■ **What to do**:
Each entry below should be printed exactly, with every image left out.

(Referring expression data)
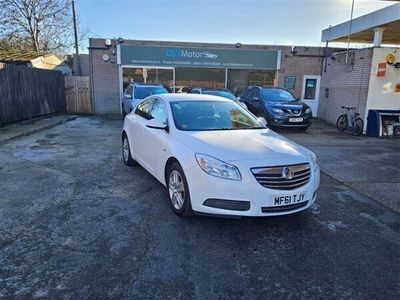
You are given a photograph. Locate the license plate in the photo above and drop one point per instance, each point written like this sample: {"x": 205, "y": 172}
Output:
{"x": 280, "y": 200}
{"x": 295, "y": 119}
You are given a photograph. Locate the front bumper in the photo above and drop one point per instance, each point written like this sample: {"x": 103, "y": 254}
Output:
{"x": 282, "y": 120}
{"x": 217, "y": 196}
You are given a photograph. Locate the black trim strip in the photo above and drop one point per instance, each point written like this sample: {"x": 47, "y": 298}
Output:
{"x": 283, "y": 208}
{"x": 228, "y": 204}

■ **Answer to the exercise**:
You are given a photograph. Locate the license plate in the photo above and drop one point per instance, each point written like this sample: {"x": 205, "y": 172}
Output:
{"x": 280, "y": 200}
{"x": 295, "y": 119}
You are given a photograph. Locate the front bumper in the photo above and drop one point per instance, each point written like this sample: {"x": 103, "y": 254}
Output:
{"x": 282, "y": 120}
{"x": 217, "y": 196}
You are given a photograph. Locate the black trim strip in the photo above and drop one point per instance, each point written like this sample: {"x": 47, "y": 298}
Output:
{"x": 283, "y": 208}
{"x": 228, "y": 204}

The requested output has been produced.